Diminuer les pesticides

Pour les cultures les plus courantes, comme le blé, base de l’alimentation en France, les chercheurs visent principalement à maintenir ou à augmenter les rendements, tout en utilisant moins d’engrais et de pesticides. C’est un combat primordial : comme nous sommes de plus en plus nombreux, si on ne produit pas plus à l’hectare, on doit utiliser des terres jusqu’ici réservées à la nature sauvage. Aujourd’hui, la déforestation est première cause de perte de biodiversité (50%), bien loin devant le réchauffement climatique (6%).

Des chercheurs ont ainsi trouvé un moyen de réduire la quantité d’engrais azotés nécessaires à la culture des céréales. D’autre sont sur la bonne voie pour remplacer les pesticides. Des céréales résistantes à un virus de type « Jaunisse », transmis par les insectes, ont notamment été développées. Jusqu’en 2018, les néonicotinoïdes étaient un moyen de lutte efficace. Depuis leur interdiction, les agriculteurs doivent appliquer plusieurs insecticides. Obtenir des variétés tolérantes aux virus serait un moyen efficace de limiter leur utilisation.

D’autres NGT permettent de se passer de fongicides, ces pesticides qui empêche le développement de champignons. Comme le blé immunisé contre l’oïdium, qui a été approuvé le 5 mai 2024 par les autorités chinoises.

Améliorer notre alimentation

Les NGT peuvent aussi nous aider à mieux nous nourrir, pour un meilleur prix, en alliant rendement et qualité nutritionnelle. Une farine blanche contenant 3 fois plus de fibres, autant qu’une farine complète, a été développée aux Etats-Unis. Le manque de fibres dans notre alimentation est vu comme une des causes de cancer liées à notre mode de vie. En Angleterre, des essais portent sur des blés moins riches en Acrylamide, un composant qui s’avère cancérigène en cas de surcuisson. 

S’adapter au changement climatique

Un des principaux axes de développement est évidemment l’adaptation des cultures au réchauffement climatique. Eviter les pénuries ou les trop grandes augmentations de prix en cas de mauvaises récoltes est un des enjeux majeurs des prochaines décennies. Des plants de blé aux racines plus longues ont par exemple été conçus pour être plus résistants à la sécheresse. De nouvelles conditions qui amènent parfois les agriculteurs à privilégier des variétés moins productives, plus chères et consommatrices de terres. L’édition génomique permet de concilier les deux. Et de se protéger des aléas.

En Europe, un assouplissement en trompe l’œil ?

Le Parlement européen a voté pour assouplir les règles sur les plantes créées avec les Nouvelles Techniques Génomiques. Malheureusement, certains amendements risquent de freiner leur adoption. Seul un petit nombre de mutations est accepté, limitant leurs possibilités sans réel fondement scientifique.

> **DONNÉES EXTRAITES**
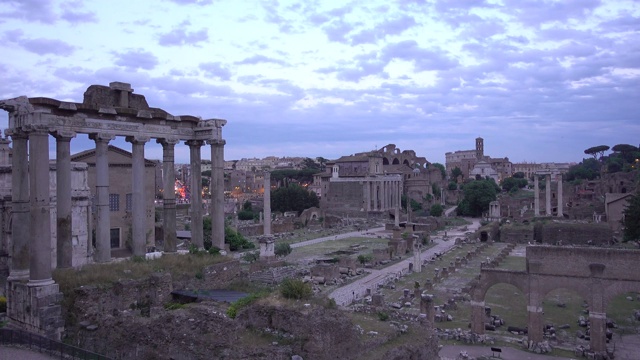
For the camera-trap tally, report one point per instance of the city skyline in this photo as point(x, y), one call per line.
point(539, 81)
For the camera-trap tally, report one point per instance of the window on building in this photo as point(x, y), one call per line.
point(114, 202)
point(115, 238)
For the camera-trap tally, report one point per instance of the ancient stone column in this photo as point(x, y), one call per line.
point(196, 193)
point(103, 222)
point(536, 196)
point(477, 317)
point(598, 325)
point(168, 194)
point(40, 259)
point(21, 210)
point(535, 330)
point(139, 213)
point(267, 203)
point(560, 201)
point(547, 184)
point(64, 247)
point(217, 193)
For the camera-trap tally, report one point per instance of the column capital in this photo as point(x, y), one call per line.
point(218, 142)
point(167, 141)
point(63, 135)
point(137, 139)
point(36, 129)
point(16, 133)
point(194, 143)
point(101, 137)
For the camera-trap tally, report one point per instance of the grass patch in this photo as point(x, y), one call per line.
point(107, 274)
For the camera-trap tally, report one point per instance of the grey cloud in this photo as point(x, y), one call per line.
point(179, 36)
point(337, 30)
point(389, 27)
point(30, 10)
point(259, 59)
point(534, 13)
point(424, 59)
point(136, 59)
point(213, 69)
point(192, 2)
point(78, 16)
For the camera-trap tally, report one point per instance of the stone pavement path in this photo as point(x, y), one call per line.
point(357, 289)
point(11, 353)
point(450, 352)
point(336, 237)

> **TRAVAIL DEMANDÉ**
Répondez à ces questions d'après le texte à examiner :
1. Quelle part de la perte de biodiversité est attribuée à la déforestation ?
2. À quelle date les autorités chinoises ont-elles approuvé le blé immunisé contre l'oïdium ?
3. Dans quel pays des essais portent-ils sur des blés moins riches en acrylamide ?
Le matériau ci-dessus n'a aucun rapport avec le texte à examiner.

> **RÉPONSE PROPOSÉE**
1. 50 %.
2. Le 5 mai 2024.
3. En Angleterre.